> _Your goal_
Copy every one of the records below line for line, changing nothing.

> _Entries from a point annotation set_
(begin)

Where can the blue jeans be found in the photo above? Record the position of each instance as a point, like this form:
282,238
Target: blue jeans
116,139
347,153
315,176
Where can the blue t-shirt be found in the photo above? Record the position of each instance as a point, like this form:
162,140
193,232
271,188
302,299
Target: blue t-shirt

(end)

> _The output_
Where can the blue jeans be found in the photo above? Record the position of each instance as a point, like this form:
282,238
Target: blue jeans
116,139
347,153
315,176
Where can the blue t-shirt be found in the photo above? Record the position of each instance as a point, like this form:
162,140
193,232
271,188
302,299
Target: blue t-shirt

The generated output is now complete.